To enhance the obstacle-crossing ability and environmental adaptability of conventional tracked mobile mechanisms, a planetary underactuated transformable tracked mobile mechanism is proposed, which is composed of a tracked driving wheel train and a planetary gear train, and has three motion modes: straight arm mode, orthogonal mode and transition mode. This tracked mobile mechanism adopts underactuated pattern, and realizes rapid obstacle-crossing response based on the least energy consumption principle. Firstly, the kinematics analysis was conducted on the tracked mobile mechanism. The relationships among center-of-mass height, ground contact area and track deformation under three motion modes were obtained, and its applicable environment was analyzed. Then, a dynamics theoretical model of the tracked mobile mechanism was established, and its maximum trench-crossing width and maximum protrusion-surmounting height were calculated. Meanwhile, the relationship between the deformation of the tracked mobile mechanism and the driving torque required for obstacle crossing was analyzed. Next, based on the dynamics simulation model of the tracked mobile mechanism, the obstacle-crossing simulation analysis was carried out, and the obstacle-crossing simulation process and the driving torque variation curve were obtained. Finally, a principal prototype of the tracked mobile mechanism was built and relevant experiments were carried out to verify the feasibility of its structural design. The results show that the designed planetary underactuated transformable tracked mobile mechanism can achieve the functions of rapid obstacle-crossing and adaptation to complex terrains by controlling its own deformation, significantly improving the obstacle-crossing ability and environmental adaptability of the tracked mobile mechanisms.

• INFORMATION PROVIDED:
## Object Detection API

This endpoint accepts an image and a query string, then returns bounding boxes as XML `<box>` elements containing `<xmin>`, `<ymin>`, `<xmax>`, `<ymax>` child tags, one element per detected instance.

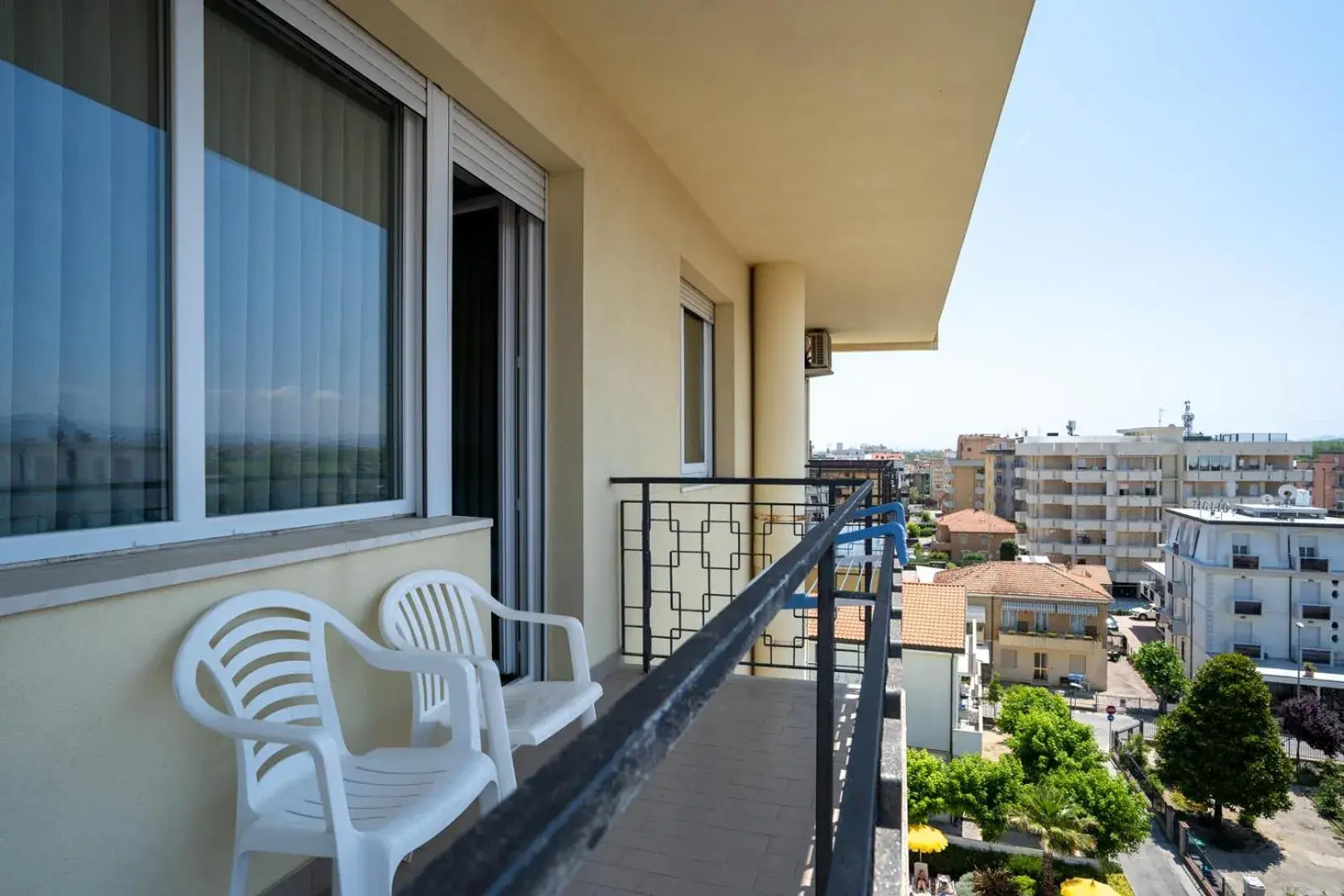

• PROBLEM DESCRIPTION:
Reproduce the entire passage on the planetary underactuated transformable tracked mobile mechanism above, word for word.

• RESPONSE:
To enhance the obstacle-crossing ability and environmental adaptability of conventional tracked mobile mechanisms, a planetary underactuated transformable tracked mobile mechanism is proposed, which is composed of a tracked driving wheel train and a planetary gear train, and has three motion modes: straight arm mode, orthogonal mode and transition mode. This tracked mobile mechanism adopts underactuated pattern, and realizes rapid obstacle-crossing response based on the least energy consumption principle. Firstly, the kinematics analysis was conducted on the tracked mobile mechanism. The relationships among center-of-mass height, ground contact area and track deformation under three motion modes were obtained, and its applicable environment was analyzed. Then, a dynamics theoretical model of the tracked mobile mechanism was established, and its maximum trench-crossing width and maximum protrusion-surmounting height were calculated. Meanwhile, the relationship between the deformation of the tracked mobile mechanism and the driving torque required for obstacle crossing was analyzed. Next, based on the dynamics simulation model of the tracked mobile mechanism, the obstacle-crossing simulation analysis was carried out, and the obstacle-crossing simulation process and the driving torque variation curve were obtained. Finally, a principal prototype of the tracked mobile mechanism was built and relevant experiments were carried out to verify the feasibility of its structural design. The results show that the designed planetary underactuated transformable tracked mobile mechanism can achieve the functions of rapid obstacle-crossing and adaptation to complex terrains by controlling its own deformation, significantly improving the obstacle-crossing ability and environmental adaptability of the tracked mobile mechanisms.